┌────────
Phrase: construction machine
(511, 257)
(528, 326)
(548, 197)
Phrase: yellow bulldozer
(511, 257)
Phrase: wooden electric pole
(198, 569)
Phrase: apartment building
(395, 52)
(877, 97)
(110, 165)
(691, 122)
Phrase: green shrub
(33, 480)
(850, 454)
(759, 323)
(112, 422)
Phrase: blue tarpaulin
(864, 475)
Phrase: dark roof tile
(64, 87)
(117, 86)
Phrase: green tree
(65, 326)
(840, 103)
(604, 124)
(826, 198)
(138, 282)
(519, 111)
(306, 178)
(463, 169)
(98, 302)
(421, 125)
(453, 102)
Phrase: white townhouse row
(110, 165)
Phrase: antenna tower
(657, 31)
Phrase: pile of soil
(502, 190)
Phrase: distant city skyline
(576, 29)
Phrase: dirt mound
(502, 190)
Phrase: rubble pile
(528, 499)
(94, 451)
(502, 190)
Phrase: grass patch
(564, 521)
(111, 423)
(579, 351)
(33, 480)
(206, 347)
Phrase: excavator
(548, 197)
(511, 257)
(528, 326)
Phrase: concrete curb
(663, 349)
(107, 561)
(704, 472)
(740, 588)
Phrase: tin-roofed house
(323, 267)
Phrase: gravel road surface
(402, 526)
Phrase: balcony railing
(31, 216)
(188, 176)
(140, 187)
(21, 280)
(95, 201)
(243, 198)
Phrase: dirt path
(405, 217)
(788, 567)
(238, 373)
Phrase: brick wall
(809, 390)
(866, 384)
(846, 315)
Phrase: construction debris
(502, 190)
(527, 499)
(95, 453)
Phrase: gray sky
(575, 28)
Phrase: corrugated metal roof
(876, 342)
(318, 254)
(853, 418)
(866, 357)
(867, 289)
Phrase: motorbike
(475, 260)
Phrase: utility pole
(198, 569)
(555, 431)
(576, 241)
└────────
┌────────
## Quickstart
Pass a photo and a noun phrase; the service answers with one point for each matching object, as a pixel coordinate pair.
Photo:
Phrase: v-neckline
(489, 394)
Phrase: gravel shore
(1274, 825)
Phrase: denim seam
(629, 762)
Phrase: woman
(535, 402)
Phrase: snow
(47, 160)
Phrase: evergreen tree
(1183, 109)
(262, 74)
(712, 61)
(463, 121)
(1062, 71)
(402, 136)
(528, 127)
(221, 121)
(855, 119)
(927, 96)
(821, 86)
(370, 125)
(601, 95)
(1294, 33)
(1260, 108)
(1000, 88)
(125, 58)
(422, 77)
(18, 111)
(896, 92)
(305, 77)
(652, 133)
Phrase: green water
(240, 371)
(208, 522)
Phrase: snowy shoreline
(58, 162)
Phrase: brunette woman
└────────
┌────────
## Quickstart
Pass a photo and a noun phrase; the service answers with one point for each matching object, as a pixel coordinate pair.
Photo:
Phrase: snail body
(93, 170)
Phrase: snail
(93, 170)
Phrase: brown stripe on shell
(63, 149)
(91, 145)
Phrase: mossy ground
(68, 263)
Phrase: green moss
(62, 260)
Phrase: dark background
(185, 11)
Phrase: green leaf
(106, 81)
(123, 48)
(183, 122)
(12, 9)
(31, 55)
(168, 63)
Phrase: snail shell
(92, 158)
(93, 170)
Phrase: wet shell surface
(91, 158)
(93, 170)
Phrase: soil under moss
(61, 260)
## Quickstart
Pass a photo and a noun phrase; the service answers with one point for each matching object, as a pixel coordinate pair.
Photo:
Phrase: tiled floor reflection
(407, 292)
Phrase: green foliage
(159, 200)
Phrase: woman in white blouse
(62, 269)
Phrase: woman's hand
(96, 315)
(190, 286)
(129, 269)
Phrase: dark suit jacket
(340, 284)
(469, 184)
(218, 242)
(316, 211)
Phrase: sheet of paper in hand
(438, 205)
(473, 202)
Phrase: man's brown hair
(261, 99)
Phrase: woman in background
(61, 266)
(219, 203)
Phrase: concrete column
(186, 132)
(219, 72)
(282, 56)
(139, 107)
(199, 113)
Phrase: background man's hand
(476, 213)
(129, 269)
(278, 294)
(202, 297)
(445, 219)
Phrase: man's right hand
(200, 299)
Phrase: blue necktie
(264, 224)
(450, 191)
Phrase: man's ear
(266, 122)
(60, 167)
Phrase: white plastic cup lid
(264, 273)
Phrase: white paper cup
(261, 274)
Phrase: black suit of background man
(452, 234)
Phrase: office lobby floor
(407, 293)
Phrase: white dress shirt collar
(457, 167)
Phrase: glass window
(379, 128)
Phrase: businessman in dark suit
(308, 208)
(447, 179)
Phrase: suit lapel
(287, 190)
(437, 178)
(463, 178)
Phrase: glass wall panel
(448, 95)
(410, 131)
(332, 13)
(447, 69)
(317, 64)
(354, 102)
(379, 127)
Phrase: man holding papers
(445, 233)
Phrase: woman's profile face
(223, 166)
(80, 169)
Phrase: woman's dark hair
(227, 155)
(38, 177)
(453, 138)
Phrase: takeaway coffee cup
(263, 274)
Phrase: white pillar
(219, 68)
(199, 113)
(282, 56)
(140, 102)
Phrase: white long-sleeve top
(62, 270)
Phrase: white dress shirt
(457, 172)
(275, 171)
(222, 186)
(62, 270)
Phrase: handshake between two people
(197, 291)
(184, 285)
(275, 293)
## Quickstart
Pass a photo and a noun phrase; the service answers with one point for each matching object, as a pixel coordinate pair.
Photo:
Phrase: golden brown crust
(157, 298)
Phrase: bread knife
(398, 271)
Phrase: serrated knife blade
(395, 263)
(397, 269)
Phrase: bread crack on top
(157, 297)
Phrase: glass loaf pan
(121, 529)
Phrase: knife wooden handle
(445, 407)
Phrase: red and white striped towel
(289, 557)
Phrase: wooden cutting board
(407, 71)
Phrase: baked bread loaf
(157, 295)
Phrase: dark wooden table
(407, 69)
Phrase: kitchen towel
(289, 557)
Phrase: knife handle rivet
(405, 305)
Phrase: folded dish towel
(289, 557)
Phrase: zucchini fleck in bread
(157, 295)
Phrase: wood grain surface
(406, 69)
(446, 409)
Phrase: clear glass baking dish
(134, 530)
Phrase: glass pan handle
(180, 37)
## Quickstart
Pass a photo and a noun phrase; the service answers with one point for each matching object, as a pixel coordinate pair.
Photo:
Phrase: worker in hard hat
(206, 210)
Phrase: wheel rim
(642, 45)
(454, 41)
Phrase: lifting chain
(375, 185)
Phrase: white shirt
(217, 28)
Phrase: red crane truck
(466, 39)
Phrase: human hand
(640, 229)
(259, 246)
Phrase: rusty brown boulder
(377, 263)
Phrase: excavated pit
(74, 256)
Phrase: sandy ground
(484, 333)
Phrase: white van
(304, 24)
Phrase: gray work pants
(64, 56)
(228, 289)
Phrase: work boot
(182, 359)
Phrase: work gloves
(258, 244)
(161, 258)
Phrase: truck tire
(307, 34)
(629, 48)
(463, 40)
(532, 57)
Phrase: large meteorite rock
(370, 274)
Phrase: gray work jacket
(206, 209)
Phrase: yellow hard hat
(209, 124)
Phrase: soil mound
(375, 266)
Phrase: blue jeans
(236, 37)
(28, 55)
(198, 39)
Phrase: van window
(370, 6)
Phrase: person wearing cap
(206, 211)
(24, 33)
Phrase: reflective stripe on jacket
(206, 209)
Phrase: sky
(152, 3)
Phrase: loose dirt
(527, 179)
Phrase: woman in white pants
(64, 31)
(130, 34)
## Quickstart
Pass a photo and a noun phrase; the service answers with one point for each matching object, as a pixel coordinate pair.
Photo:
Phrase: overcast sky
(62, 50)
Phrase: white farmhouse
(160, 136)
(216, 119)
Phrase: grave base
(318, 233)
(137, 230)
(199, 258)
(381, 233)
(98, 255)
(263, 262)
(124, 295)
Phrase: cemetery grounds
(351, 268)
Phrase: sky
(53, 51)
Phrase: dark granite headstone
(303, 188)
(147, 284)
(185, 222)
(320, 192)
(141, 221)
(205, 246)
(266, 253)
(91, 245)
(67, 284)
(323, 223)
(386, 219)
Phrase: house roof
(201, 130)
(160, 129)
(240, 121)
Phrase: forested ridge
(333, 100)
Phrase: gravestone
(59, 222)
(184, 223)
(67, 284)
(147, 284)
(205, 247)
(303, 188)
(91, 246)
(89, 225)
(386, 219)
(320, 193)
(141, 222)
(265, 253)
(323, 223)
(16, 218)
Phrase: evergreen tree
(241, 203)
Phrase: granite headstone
└────────
Reproduce the stretch of the material from the line containing "Phrase: white farmhouse" through the line containing "Phrase: granite headstone", substituting "tombstone" for "gravestone" and leaving everything else unchanged.

Phrase: white farmhouse
(160, 136)
(216, 119)
Phrase: grave base
(318, 233)
(137, 230)
(199, 258)
(381, 233)
(98, 255)
(263, 262)
(124, 295)
Phrase: cemetery grounds
(351, 268)
Phrase: sky
(53, 51)
Phrase: dark granite headstone
(303, 188)
(147, 284)
(185, 222)
(320, 192)
(141, 221)
(205, 246)
(266, 253)
(91, 245)
(67, 284)
(323, 223)
(386, 219)
Phrase: house roof
(201, 130)
(160, 129)
(240, 121)
Phrase: forested ridge
(333, 100)
Phrase: tombstone
(59, 222)
(184, 223)
(67, 284)
(147, 284)
(205, 247)
(303, 188)
(91, 246)
(89, 225)
(386, 219)
(320, 193)
(141, 222)
(265, 253)
(323, 223)
(16, 218)
Phrase: evergreen tree
(241, 203)
Phrase: granite headstone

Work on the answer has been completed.